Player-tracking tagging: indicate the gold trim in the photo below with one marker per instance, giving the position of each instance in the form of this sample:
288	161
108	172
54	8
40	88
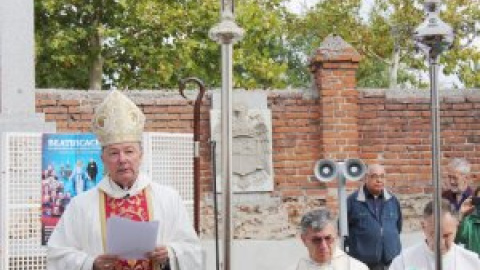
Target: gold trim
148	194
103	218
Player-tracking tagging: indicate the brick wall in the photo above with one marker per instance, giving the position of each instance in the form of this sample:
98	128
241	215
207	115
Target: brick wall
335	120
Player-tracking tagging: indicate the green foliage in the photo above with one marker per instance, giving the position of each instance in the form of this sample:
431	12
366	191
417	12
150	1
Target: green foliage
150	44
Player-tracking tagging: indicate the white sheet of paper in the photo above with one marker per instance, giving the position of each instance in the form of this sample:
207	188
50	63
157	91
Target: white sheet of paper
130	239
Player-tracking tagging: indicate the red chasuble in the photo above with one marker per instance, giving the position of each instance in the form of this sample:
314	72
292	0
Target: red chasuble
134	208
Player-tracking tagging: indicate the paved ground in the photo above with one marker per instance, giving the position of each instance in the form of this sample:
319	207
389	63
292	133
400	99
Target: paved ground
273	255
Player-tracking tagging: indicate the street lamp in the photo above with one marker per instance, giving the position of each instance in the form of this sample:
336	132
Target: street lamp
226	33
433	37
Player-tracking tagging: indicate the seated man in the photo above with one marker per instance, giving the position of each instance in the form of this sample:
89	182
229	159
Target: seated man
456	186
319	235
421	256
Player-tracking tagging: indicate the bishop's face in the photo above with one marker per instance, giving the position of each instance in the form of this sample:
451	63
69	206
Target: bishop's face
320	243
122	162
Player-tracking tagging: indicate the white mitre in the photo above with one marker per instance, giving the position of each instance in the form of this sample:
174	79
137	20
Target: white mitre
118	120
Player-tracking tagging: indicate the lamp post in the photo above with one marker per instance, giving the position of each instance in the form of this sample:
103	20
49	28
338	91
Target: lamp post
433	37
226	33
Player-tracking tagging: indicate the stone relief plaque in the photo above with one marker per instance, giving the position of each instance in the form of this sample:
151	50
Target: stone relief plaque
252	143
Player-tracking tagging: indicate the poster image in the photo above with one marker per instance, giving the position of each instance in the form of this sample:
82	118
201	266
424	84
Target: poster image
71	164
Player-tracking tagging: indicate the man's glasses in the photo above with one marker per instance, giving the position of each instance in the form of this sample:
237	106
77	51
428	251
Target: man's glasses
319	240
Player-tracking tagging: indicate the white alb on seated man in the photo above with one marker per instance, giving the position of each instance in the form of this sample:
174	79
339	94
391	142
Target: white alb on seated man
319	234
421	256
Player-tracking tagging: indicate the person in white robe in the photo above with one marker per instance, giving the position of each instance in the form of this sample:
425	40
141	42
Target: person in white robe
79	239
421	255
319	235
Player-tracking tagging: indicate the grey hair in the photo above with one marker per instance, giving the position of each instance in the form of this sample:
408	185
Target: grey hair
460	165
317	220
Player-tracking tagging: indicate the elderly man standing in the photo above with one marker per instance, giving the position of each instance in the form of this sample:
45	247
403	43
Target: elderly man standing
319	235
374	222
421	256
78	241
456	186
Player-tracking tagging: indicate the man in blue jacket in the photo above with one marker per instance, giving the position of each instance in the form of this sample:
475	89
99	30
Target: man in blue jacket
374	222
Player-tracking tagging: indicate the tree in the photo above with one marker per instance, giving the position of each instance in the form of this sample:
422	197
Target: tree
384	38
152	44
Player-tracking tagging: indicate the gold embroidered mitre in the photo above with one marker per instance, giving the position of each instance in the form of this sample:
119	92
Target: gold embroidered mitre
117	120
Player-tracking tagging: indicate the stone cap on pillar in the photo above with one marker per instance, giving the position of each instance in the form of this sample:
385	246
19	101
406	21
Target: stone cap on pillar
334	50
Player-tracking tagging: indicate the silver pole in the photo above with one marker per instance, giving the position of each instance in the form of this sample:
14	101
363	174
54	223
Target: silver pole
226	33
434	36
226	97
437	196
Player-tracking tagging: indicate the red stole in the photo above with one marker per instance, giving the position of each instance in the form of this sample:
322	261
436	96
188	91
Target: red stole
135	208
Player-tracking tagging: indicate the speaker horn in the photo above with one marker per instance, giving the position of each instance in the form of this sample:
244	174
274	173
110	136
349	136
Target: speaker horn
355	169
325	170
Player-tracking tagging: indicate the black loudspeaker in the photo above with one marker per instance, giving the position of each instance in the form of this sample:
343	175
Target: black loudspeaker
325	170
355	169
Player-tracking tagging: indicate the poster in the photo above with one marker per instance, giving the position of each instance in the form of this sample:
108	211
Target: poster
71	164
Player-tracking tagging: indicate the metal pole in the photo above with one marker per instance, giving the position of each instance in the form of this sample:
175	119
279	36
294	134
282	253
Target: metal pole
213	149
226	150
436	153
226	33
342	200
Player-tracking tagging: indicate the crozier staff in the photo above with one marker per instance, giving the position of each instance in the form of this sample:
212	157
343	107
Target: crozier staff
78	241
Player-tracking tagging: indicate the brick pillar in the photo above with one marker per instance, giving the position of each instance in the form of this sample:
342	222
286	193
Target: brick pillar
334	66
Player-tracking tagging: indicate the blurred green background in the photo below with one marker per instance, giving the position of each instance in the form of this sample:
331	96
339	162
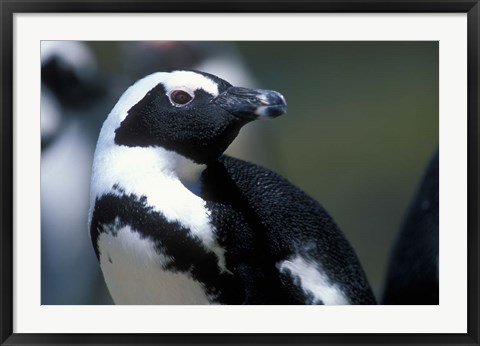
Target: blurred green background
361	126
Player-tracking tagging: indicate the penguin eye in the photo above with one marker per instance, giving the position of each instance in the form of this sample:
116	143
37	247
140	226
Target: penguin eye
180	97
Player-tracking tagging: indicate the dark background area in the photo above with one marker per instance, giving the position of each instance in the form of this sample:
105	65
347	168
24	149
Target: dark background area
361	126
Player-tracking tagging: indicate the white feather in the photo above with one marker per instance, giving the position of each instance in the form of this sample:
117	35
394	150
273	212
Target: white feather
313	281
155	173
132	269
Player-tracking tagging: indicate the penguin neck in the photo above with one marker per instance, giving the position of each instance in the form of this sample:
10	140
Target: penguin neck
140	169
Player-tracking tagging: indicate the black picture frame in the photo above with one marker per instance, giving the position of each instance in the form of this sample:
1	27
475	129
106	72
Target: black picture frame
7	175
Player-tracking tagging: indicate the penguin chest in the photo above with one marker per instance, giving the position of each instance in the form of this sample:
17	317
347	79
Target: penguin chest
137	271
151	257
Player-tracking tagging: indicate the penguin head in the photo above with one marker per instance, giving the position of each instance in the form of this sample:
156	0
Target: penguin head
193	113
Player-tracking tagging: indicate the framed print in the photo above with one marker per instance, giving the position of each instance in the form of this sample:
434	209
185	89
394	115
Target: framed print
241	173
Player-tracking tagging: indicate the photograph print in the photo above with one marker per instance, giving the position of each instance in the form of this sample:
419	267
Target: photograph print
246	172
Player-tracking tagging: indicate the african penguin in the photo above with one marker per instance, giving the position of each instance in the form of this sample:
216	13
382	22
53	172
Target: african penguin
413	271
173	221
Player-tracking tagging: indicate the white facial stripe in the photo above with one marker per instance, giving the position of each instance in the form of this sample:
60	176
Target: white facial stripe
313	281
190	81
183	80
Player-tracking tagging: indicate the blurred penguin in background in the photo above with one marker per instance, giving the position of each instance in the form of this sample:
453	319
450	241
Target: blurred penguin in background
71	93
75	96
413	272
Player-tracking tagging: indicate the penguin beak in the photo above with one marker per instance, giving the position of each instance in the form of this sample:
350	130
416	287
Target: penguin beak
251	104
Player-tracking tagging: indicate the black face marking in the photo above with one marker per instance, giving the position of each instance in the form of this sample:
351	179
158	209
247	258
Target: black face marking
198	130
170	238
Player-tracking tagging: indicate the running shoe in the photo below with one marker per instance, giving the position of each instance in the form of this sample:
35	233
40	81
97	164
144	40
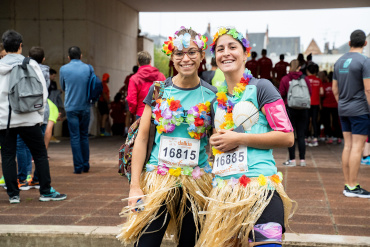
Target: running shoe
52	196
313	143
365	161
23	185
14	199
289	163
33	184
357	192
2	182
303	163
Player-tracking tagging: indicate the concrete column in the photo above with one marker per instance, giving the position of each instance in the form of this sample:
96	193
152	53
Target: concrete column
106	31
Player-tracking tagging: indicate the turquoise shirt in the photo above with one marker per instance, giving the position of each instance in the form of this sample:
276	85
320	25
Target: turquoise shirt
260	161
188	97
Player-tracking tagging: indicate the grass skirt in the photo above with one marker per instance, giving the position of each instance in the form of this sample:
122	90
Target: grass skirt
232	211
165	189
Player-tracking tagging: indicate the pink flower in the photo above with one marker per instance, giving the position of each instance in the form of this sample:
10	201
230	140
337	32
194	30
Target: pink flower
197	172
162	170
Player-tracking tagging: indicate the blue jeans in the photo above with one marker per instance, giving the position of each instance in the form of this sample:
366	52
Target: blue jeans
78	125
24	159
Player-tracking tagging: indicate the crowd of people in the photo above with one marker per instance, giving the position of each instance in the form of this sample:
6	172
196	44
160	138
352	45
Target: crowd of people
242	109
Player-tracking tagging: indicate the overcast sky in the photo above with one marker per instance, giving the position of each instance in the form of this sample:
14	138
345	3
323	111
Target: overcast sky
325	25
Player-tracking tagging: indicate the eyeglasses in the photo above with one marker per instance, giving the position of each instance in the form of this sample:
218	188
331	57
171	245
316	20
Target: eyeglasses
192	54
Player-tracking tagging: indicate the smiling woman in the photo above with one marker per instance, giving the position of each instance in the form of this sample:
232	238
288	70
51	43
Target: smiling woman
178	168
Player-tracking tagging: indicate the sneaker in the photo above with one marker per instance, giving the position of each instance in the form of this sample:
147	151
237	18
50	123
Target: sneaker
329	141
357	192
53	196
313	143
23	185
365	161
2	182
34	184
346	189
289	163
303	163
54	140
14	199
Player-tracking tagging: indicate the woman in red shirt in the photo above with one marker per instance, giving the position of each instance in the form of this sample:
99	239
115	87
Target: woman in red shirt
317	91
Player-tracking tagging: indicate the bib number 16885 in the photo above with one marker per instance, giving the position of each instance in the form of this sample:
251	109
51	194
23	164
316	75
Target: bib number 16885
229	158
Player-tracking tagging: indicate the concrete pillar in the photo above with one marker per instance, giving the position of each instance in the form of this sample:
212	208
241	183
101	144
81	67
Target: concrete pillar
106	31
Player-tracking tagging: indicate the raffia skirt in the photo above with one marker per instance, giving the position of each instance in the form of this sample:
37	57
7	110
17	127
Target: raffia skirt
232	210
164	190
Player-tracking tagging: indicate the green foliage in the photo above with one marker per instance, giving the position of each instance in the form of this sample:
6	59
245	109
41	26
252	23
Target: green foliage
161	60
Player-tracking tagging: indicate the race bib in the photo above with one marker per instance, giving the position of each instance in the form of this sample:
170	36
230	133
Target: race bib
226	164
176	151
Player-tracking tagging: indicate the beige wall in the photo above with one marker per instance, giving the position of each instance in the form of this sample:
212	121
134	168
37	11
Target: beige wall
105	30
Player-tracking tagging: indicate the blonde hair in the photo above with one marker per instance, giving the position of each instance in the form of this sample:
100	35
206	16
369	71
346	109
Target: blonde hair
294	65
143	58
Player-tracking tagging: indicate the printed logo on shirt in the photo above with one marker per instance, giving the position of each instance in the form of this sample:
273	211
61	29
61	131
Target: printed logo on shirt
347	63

○ ○ ○ ○

Take the line with "Player-tracking tagging: indicate the bib" and all lines after it through the end of the records, and write them out exactly; include nothing else.

> _Problem solution_:
Player-tracking tagging: indicate the bib number 16885 in the photo above with one marker per instance, giving the position of each instance in the form of this sample:
251	109
51	194
23	164
316	75
Target: bib number 16885
229	158
Player-tracking tagging: indicate the concrete pillar in the photo above with one marker per instance, giving the position of each instance in the form of this sample:
212	208
241	183
101	144
81	67
Target: concrete pillar
106	31
Player-tracking tagging: indicate the raffia skirt in the photo above with one marker per instance, giving the position of each instance in the form of this sample:
37	57
7	110
17	127
Target: raffia skirt
232	210
164	190
Player-tracking tagging: indicate the green foliage in the photo above with one marker per instance, giving the position of each instance in the form of this sample:
6	59
245	109
41	26
252	23
Target: green foliage
161	60
Player-tracking tagging: indicate the race bib in the photo above with one marker per instance, giving the position of each instance in the form of this sample:
170	36
230	133
Target: race bib
226	164
176	151
Player-tracking tagging: indicate the beige wall in the photo above with one marker per instance, giving the position of each instance in the form of this sample:
212	121
134	168
37	11
Target: beige wall
105	30
Player-tracking tagging: indicate the blonde hair in the photo above with one marker per instance, giving the position of each instance in the form of this sample:
100	35
206	16
369	71
346	109
Target: blonde hair
294	65
143	58
Player-tracking tagging: indicate the printed logo on shirt in the photo above with one marker per instance, giving the position of each instance in the form of this sample:
273	211
61	29
61	131
Target: printed logo on shirt
347	63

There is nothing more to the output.